- DATA -
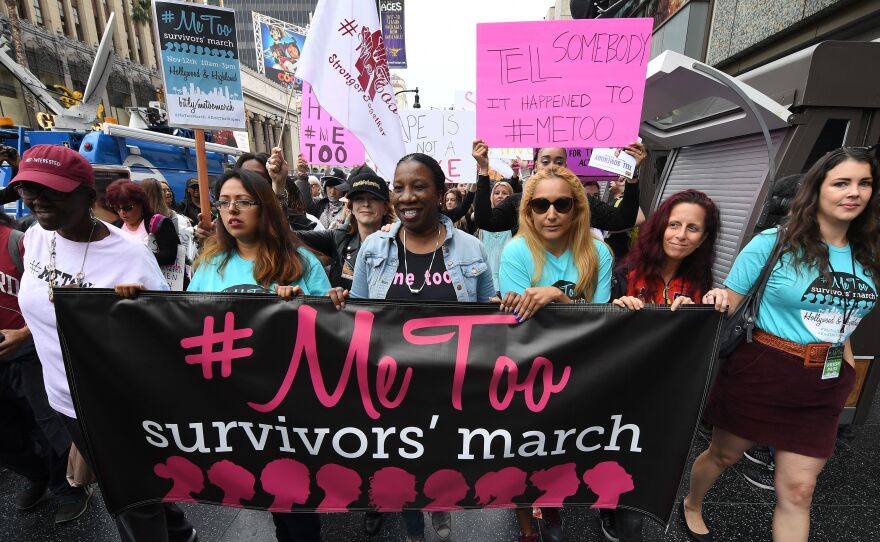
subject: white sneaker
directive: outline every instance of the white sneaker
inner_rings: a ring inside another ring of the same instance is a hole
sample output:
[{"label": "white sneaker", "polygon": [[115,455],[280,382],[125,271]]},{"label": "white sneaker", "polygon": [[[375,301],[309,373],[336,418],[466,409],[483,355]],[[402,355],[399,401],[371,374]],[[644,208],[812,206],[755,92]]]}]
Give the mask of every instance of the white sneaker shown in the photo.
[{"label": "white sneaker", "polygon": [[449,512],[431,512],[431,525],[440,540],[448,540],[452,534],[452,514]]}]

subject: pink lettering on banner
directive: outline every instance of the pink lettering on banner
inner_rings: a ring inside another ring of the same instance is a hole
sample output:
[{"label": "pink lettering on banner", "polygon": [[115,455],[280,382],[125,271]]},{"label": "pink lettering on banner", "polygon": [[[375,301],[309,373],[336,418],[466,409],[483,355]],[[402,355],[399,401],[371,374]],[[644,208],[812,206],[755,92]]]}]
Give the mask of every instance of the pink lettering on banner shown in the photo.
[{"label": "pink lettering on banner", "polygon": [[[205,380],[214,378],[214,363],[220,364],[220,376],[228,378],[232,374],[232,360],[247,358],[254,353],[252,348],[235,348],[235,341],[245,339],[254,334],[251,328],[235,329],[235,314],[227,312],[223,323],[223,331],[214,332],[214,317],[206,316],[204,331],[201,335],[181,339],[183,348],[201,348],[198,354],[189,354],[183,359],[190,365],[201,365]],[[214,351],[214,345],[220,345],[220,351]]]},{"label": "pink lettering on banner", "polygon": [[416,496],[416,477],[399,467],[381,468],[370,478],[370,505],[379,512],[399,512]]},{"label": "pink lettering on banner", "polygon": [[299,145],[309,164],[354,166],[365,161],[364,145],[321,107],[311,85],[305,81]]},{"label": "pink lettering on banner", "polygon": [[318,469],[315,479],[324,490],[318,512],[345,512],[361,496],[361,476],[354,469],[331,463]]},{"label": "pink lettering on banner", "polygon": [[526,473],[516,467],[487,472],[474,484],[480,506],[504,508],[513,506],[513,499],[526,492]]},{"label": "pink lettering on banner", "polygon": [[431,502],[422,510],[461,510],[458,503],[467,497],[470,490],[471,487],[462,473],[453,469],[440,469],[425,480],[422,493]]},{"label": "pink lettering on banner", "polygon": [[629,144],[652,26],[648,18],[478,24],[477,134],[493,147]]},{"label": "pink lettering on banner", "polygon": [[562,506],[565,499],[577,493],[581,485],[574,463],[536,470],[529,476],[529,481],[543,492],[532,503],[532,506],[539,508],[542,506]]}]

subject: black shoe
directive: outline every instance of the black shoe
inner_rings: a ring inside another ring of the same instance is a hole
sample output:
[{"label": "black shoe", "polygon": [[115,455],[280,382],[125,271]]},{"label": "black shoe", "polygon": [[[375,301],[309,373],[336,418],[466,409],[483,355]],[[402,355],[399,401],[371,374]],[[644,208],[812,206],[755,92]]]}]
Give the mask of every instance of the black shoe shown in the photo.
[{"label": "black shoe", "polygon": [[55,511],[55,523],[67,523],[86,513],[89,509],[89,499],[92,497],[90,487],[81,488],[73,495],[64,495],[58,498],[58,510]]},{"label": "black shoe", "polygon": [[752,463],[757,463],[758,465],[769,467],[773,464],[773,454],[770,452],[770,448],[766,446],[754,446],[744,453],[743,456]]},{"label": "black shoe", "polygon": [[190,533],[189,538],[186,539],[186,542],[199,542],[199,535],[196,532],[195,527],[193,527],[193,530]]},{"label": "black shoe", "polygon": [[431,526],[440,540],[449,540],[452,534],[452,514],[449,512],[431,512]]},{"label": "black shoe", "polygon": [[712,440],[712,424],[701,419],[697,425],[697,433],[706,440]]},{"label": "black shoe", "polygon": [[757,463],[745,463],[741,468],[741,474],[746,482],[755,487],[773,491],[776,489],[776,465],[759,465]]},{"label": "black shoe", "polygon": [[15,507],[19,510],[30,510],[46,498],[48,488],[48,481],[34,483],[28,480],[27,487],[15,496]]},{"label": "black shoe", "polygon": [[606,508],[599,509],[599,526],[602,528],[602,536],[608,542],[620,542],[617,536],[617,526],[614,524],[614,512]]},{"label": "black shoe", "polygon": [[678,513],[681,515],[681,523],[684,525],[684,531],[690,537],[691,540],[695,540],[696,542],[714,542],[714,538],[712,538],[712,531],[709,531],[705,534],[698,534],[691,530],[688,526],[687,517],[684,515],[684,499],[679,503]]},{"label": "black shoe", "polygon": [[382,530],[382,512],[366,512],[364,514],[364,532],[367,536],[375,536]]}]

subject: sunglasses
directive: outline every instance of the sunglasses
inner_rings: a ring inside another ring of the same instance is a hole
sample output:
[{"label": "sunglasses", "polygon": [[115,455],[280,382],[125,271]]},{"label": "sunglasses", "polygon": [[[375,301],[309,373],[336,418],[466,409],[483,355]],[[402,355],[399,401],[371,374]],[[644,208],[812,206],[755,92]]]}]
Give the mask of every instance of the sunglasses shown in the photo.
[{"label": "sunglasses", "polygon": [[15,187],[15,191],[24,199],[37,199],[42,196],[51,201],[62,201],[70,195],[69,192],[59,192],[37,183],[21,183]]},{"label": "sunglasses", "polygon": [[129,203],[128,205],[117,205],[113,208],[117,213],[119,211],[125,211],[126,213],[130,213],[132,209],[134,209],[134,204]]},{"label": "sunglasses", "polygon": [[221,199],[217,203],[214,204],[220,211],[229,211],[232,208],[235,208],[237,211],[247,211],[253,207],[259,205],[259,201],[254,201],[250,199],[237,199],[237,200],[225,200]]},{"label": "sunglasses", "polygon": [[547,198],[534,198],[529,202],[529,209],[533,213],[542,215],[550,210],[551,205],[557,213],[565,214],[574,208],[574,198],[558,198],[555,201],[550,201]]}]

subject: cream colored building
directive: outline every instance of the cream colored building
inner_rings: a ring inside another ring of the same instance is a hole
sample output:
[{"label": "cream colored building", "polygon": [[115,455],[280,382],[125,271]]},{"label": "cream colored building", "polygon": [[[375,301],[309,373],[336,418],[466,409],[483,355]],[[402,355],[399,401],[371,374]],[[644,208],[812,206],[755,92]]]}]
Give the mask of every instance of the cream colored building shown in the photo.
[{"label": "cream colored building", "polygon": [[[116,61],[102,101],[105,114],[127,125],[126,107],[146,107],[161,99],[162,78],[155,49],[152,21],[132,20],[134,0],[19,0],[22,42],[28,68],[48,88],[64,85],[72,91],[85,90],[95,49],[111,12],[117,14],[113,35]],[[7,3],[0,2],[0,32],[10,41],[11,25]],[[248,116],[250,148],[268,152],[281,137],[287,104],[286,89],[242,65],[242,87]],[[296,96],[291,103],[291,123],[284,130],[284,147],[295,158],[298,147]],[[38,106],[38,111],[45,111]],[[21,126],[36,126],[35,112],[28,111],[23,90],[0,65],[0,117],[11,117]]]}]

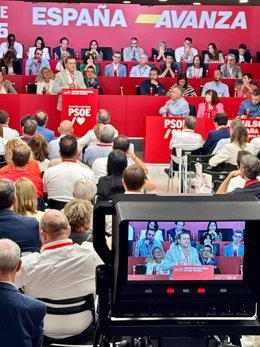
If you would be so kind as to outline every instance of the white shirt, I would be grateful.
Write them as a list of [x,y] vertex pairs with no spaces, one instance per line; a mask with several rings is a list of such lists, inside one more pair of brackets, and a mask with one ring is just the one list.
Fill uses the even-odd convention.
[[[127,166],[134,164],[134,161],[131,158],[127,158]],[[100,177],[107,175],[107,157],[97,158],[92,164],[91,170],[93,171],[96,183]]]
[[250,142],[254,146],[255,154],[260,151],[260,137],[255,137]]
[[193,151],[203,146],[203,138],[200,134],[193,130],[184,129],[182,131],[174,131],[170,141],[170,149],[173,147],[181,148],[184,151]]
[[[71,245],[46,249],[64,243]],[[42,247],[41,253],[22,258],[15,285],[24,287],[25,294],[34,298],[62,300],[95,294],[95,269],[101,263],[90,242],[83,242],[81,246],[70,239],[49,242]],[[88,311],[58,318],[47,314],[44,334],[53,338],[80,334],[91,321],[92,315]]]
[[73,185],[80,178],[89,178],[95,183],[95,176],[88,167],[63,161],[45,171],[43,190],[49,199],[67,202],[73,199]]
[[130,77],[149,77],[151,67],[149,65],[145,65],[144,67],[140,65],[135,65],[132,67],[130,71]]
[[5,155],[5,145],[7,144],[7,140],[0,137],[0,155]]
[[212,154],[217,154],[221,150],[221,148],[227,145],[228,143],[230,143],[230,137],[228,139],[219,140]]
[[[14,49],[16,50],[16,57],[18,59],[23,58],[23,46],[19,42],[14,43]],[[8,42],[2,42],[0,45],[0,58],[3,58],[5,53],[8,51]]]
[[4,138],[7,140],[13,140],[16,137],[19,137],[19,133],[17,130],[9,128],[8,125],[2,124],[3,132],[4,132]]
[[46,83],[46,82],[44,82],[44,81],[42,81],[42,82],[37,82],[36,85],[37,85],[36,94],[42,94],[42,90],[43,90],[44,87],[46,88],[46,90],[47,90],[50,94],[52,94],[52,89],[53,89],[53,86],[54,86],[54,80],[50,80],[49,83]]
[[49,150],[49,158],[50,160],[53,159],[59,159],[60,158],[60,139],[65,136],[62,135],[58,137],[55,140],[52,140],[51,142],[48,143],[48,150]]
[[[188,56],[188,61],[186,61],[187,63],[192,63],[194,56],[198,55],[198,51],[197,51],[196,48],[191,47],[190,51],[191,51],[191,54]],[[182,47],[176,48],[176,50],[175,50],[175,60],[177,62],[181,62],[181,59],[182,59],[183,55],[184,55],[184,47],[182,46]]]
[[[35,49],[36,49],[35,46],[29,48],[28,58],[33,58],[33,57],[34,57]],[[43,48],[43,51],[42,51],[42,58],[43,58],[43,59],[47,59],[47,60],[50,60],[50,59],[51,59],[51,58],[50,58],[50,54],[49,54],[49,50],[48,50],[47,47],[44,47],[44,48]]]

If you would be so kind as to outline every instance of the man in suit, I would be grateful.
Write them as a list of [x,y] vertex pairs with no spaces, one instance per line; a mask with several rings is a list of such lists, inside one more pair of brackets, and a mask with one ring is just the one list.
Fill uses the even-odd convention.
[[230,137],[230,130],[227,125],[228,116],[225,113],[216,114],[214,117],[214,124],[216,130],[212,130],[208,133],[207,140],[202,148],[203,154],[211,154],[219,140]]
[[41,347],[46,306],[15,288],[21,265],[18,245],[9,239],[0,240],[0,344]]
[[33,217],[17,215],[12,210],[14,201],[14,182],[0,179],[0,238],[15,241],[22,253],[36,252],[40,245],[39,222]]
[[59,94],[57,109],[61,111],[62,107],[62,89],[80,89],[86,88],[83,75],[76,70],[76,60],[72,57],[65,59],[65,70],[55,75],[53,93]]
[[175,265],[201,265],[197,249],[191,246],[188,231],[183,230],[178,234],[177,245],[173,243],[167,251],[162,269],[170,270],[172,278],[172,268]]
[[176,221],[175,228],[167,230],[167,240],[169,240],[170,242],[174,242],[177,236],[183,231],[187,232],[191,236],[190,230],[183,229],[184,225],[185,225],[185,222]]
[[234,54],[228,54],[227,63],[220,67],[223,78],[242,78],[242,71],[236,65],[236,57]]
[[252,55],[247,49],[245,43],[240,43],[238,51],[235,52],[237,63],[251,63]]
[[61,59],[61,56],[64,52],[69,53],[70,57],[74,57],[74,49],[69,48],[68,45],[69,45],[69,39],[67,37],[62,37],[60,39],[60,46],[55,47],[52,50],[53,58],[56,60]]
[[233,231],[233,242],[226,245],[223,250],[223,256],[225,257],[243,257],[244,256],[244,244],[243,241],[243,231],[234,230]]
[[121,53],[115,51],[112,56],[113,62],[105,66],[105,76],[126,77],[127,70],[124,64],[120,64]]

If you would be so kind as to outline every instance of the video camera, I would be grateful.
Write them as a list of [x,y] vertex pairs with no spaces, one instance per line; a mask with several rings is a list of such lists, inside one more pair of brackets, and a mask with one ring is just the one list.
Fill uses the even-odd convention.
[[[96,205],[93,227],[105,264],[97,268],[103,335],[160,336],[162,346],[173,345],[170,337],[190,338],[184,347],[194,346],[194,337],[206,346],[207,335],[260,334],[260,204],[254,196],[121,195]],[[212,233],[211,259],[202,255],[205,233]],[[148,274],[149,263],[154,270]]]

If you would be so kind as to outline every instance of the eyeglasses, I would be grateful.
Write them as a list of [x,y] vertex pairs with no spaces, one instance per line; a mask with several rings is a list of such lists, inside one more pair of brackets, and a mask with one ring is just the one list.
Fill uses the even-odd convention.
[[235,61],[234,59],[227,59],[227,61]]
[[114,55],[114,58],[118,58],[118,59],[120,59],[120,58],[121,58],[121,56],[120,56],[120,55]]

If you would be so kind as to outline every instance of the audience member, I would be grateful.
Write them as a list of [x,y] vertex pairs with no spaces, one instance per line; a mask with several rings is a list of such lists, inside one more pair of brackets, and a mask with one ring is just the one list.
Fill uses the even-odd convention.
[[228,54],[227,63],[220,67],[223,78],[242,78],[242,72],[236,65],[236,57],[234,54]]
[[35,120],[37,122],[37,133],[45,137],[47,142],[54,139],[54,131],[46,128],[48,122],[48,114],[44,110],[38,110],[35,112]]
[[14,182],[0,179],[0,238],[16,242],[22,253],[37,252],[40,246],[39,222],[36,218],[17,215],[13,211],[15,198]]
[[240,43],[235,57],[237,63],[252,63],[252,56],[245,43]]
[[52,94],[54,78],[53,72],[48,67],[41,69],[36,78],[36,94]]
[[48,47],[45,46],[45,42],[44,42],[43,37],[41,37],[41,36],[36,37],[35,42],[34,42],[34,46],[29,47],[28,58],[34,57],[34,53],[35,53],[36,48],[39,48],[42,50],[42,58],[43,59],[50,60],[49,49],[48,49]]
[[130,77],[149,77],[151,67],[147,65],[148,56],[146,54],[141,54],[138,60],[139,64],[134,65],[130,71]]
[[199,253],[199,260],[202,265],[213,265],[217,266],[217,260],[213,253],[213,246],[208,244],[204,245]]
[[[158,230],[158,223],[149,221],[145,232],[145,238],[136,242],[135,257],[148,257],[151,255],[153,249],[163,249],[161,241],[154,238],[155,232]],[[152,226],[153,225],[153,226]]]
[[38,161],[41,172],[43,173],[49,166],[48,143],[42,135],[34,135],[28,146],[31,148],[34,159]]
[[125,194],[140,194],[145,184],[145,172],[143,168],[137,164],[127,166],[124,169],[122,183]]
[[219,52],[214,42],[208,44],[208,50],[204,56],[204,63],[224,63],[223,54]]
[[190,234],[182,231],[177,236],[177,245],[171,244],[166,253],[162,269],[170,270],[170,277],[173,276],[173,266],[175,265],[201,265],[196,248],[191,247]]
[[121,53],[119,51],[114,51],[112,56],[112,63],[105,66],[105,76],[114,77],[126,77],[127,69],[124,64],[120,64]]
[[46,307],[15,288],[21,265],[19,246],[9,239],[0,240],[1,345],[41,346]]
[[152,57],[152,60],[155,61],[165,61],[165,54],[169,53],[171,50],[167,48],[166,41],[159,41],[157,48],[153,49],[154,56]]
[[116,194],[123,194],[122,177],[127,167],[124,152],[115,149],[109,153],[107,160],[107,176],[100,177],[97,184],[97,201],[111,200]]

- EXERCISE -
Look above for the line with "subject: cream colored building" and the line with "shirt, I would be grateful."; set down those two lines and all lines between them exactly, without pictures and without anything else.

- ANSWER BOX -
subject: cream colored building
directive: outline every instance of the cream colored building
inner_rings: a ring inside another ring of the same instance is a hole
sample output:
[{"label": "cream colored building", "polygon": [[115,455],[280,382],[125,271]]},{"label": "cream colored building", "polygon": [[[375,301],[309,373],[336,418],[466,409],[483,355]],[[402,355],[399,401],[371,374]],[[644,208],[812,206],[755,92]]]}]
Give the mask of every instance of the cream colored building shown in the photo.
[{"label": "cream colored building", "polygon": [[[116,61],[102,101],[105,114],[127,125],[126,107],[146,107],[161,99],[162,78],[155,49],[152,21],[132,20],[134,0],[19,0],[22,42],[28,68],[48,88],[64,85],[72,91],[85,90],[95,49],[111,12],[117,14],[113,35]],[[7,3],[0,2],[0,32],[10,41],[11,25]],[[248,116],[250,148],[268,152],[281,137],[287,104],[286,89],[242,65],[242,87]],[[296,96],[291,103],[291,123],[284,130],[284,147],[295,158],[298,147]],[[38,106],[38,111],[45,111]],[[21,126],[36,126],[35,112],[28,111],[23,90],[0,65],[0,117],[11,117]]]}]

If you would be so kind as to outline every instance of the white shirt, I would be grateful.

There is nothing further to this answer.